> **Exercise objective**
If an entry below contains an image, drop the image and retype the rest exactly.

Natural language region descriptions
<<<<

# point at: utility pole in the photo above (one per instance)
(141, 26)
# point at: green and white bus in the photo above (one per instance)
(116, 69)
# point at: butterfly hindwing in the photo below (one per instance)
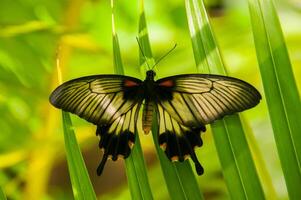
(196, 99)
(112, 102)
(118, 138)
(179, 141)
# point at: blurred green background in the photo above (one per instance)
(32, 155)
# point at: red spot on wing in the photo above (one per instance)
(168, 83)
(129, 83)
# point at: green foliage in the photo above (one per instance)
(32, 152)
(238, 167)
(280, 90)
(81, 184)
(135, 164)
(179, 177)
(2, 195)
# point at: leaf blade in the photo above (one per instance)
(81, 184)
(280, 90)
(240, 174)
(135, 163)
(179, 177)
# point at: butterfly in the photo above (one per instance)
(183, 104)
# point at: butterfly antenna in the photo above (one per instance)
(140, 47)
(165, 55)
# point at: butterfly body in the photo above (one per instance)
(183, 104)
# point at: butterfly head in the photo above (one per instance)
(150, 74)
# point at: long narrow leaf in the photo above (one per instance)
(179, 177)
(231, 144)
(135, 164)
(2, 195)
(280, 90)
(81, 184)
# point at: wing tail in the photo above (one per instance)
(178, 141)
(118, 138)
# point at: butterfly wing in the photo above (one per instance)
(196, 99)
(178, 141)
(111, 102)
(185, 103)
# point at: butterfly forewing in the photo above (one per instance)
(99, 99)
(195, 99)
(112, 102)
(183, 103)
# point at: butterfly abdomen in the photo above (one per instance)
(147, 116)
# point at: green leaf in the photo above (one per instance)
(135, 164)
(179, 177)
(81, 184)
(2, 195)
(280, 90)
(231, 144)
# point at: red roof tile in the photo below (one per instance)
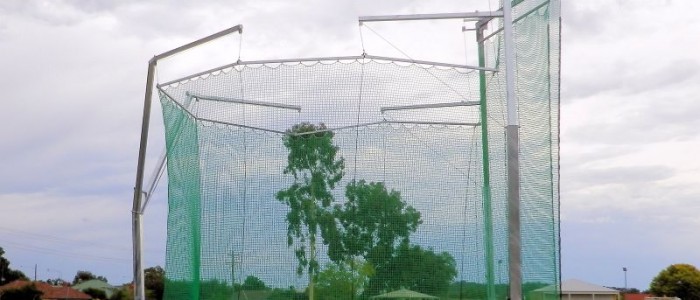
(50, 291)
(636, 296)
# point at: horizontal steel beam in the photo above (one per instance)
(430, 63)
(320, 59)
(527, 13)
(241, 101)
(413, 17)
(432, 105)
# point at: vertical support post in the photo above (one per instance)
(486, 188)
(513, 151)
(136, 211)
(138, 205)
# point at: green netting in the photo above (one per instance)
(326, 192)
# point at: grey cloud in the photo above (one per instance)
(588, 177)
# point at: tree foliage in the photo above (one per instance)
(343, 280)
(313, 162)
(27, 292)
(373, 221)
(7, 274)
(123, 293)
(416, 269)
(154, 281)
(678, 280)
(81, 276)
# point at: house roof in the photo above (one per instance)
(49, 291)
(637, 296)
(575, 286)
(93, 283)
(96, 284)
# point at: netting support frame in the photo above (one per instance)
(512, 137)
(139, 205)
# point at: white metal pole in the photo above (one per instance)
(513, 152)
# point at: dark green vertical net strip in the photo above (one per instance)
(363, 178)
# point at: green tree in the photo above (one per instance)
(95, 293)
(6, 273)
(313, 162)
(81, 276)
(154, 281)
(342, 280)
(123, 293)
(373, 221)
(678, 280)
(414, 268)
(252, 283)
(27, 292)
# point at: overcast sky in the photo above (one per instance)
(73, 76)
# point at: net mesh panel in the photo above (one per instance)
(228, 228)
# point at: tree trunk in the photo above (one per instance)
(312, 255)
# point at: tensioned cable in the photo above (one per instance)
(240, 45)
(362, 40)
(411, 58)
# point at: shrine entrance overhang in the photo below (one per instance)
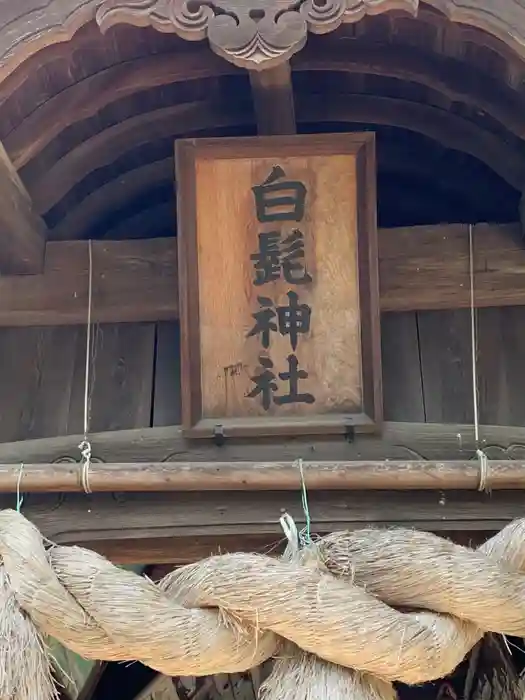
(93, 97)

>>>>

> **Written solution**
# point at: utility pole in the photo above (one per instance)
(141, 26)
# point at: green and white bus in the photo above (one per instance)
(116, 69)
# point at: butterfly hindwing in the photo below (one per instance)
(196, 99)
(112, 102)
(118, 138)
(179, 141)
# point at: blurred green background in the photo above (one per instance)
(32, 155)
# point at: red spot on wing in the photo above (one per instance)
(168, 83)
(129, 83)
# point at: green foliage in the photo above (one per instance)
(32, 152)
(238, 167)
(280, 90)
(81, 184)
(135, 164)
(179, 177)
(2, 195)
# point at: leaf blade in the photo above (one per instance)
(81, 184)
(280, 90)
(240, 174)
(135, 163)
(179, 177)
# point at: butterfly in the photo above (one per instance)
(183, 104)
# point at: butterfly antenna in the photo above (one per instance)
(140, 47)
(165, 55)
# point at: butterfly body in the photo above (one per instance)
(183, 104)
# point at: butterfly head in the photo above (one per instance)
(150, 74)
# point at: long narrow leaf in the photo above (one per instance)
(179, 177)
(231, 144)
(135, 164)
(2, 195)
(280, 90)
(81, 184)
# point at: wing tail in the photo above (one per instance)
(178, 141)
(118, 138)
# point at: butterfly wing in the photo above (one per instance)
(196, 99)
(178, 141)
(111, 102)
(185, 103)
# point at: butterfly forewing in the photo above (one per instance)
(99, 99)
(195, 99)
(112, 102)
(183, 103)
# point at: butterfly abdomen in the photo above (one per instance)
(147, 116)
# point at: green leaf in the photo above (one per instance)
(135, 164)
(179, 177)
(81, 184)
(2, 195)
(280, 90)
(231, 144)
# point at: red roof tile in the photo below (one per instance)
(50, 291)
(636, 296)
# point at: horizontal steel beam in the photo above (one per instance)
(430, 63)
(320, 59)
(527, 13)
(241, 101)
(413, 17)
(432, 105)
# point at: vertical support post in the photo above (one per instance)
(486, 188)
(513, 151)
(136, 211)
(138, 205)
# point at: green netting in the photo above (one per instance)
(326, 192)
# point at: grey cloud in the photo above (one per instance)
(588, 177)
# point at: tree foliage in the photo above (one per instance)
(343, 280)
(313, 162)
(27, 292)
(373, 221)
(7, 274)
(123, 293)
(416, 269)
(154, 281)
(678, 280)
(81, 276)
# point at: house roof in the photo above (one per instance)
(49, 291)
(637, 296)
(575, 286)
(93, 283)
(96, 284)
# point at: netting support frame in the photo above (one per instance)
(512, 137)
(139, 205)
# point at: white metal pole in the photo above (one per instance)
(513, 152)
# point at: dark green vertical net strip in the photo above (one per instance)
(363, 178)
# point at: green tree in the photo above (one per instance)
(95, 293)
(6, 273)
(313, 162)
(81, 276)
(154, 281)
(342, 280)
(123, 293)
(373, 221)
(678, 280)
(414, 268)
(252, 283)
(27, 292)
# point at: overcast sky in the photo above (one per instance)
(73, 76)
# point at: net mesh panel in the photo above (one per instance)
(228, 228)
# point at: tree trunk in the photo above (one per instance)
(312, 255)
# point at: tensioned cable in the photo above (one per instance)
(240, 45)
(362, 40)
(411, 58)
# point at: shrine entrance overhang in the photo below (one per instance)
(93, 97)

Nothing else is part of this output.